Copy the entries below verbatim, from the line containing "target: tractor roof" through the line containing "M 194 44 L 191", with both of those lines included.

- _Exercise inputs_:

* * *

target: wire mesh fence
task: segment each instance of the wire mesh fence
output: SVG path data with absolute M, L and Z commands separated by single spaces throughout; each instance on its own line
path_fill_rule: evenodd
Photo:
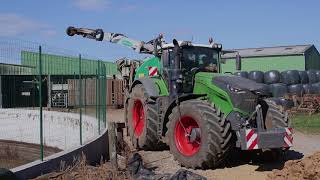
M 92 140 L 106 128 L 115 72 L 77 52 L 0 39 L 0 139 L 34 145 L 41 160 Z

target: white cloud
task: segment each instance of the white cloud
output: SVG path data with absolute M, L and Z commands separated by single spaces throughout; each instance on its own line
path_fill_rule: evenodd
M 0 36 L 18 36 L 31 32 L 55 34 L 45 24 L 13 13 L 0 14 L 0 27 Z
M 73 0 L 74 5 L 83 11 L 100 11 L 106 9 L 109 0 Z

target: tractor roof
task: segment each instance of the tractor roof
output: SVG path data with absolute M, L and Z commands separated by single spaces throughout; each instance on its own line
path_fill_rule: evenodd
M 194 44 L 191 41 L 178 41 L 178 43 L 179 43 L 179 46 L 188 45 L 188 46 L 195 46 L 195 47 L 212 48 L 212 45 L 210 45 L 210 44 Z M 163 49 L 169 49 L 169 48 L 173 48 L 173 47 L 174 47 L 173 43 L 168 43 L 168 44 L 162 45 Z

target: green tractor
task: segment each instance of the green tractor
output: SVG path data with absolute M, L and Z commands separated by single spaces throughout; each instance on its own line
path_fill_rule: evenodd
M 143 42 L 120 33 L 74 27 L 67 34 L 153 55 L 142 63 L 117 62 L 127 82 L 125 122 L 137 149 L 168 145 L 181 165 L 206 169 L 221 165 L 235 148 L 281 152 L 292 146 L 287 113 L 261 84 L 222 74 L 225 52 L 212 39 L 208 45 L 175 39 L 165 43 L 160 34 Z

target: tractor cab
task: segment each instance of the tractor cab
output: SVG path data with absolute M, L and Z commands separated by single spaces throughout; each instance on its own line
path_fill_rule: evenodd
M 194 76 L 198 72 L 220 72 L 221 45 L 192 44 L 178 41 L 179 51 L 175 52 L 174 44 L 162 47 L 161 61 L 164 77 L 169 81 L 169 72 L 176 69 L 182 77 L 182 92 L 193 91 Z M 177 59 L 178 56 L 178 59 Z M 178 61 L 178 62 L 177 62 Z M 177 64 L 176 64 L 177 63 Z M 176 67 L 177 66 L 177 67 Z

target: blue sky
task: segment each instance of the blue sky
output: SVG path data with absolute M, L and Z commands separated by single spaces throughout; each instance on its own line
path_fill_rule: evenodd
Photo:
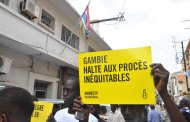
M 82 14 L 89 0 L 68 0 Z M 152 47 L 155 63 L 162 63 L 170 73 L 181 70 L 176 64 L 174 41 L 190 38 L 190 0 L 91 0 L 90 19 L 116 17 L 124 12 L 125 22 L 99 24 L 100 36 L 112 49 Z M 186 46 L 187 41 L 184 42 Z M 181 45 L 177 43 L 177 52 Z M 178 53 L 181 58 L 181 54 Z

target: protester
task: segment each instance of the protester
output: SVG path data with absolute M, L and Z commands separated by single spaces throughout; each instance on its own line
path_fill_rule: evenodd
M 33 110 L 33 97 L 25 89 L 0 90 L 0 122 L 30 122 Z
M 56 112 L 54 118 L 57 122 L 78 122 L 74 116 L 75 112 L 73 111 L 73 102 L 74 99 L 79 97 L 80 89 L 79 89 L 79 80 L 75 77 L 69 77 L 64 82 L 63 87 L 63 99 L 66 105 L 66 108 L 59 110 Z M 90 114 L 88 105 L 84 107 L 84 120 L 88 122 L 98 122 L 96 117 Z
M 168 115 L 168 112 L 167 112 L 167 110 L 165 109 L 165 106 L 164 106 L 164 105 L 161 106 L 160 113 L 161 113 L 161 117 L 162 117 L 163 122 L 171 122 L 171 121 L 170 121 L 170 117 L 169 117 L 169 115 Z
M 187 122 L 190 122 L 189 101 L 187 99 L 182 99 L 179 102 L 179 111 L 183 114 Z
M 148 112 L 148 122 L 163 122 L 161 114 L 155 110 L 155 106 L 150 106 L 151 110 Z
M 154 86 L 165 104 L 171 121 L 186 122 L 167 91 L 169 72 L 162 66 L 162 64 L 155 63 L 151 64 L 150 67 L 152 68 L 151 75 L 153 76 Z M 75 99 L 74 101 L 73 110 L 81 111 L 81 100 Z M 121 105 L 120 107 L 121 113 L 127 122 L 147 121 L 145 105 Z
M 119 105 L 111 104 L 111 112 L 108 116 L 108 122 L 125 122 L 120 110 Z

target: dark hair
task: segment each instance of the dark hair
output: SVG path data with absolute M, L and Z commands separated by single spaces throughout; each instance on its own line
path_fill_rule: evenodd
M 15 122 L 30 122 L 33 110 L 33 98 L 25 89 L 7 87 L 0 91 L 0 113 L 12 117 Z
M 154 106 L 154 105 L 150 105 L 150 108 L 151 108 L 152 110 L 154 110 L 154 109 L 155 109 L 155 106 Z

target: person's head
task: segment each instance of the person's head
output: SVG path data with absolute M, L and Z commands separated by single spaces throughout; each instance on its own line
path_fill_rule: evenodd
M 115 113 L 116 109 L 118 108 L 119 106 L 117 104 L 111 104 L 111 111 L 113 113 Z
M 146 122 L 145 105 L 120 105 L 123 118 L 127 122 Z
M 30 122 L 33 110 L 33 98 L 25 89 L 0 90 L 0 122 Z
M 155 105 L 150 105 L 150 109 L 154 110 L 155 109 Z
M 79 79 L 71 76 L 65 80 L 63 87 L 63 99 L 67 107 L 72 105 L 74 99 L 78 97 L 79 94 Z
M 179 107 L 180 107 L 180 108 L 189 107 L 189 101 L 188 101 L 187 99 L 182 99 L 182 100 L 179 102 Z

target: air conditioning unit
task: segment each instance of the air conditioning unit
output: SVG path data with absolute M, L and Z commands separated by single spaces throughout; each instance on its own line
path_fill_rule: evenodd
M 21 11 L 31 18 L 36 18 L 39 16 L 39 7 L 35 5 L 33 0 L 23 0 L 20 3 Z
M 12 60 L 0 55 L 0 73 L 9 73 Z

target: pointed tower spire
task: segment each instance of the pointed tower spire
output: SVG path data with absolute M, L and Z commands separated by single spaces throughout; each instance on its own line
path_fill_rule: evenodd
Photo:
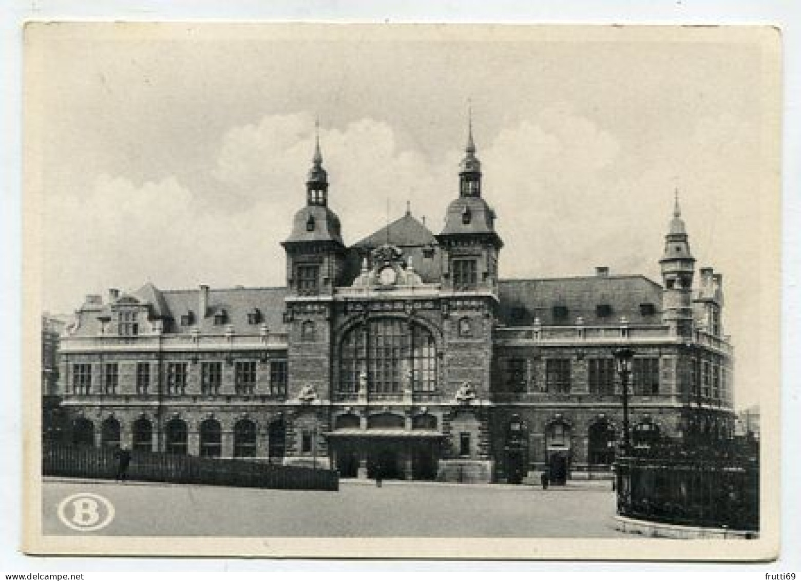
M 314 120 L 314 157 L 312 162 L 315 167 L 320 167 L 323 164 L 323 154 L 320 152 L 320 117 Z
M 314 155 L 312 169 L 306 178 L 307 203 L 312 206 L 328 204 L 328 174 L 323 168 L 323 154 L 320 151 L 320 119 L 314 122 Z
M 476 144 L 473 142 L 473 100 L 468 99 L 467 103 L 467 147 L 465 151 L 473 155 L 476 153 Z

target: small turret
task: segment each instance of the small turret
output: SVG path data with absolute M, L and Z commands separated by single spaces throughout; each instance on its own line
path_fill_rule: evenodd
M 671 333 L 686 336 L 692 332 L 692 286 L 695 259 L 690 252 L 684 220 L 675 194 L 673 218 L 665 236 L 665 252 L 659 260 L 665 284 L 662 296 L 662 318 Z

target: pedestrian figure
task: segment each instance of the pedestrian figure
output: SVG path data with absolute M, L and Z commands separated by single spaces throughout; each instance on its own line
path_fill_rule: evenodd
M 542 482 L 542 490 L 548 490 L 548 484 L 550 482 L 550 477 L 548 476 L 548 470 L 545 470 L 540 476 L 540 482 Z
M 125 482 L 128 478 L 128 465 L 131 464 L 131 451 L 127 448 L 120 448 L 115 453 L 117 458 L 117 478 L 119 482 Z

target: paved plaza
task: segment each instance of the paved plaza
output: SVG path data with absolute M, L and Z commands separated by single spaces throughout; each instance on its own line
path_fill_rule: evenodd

* * *

- _The completed task_:
target: tractor roof
task: segment each instance of the tractor roof
output: SVG path data with absolute M, L and Z commands separated by single spaces throughout; each instance on its own line
path_fill_rule: evenodd
M 194 44 L 191 41 L 178 41 L 178 43 L 179 43 L 179 46 L 188 45 L 188 46 L 195 46 L 195 47 L 212 48 L 212 45 L 210 45 L 210 44 Z M 163 49 L 169 49 L 169 48 L 173 48 L 173 47 L 174 47 L 173 43 L 168 43 L 168 44 L 162 45 Z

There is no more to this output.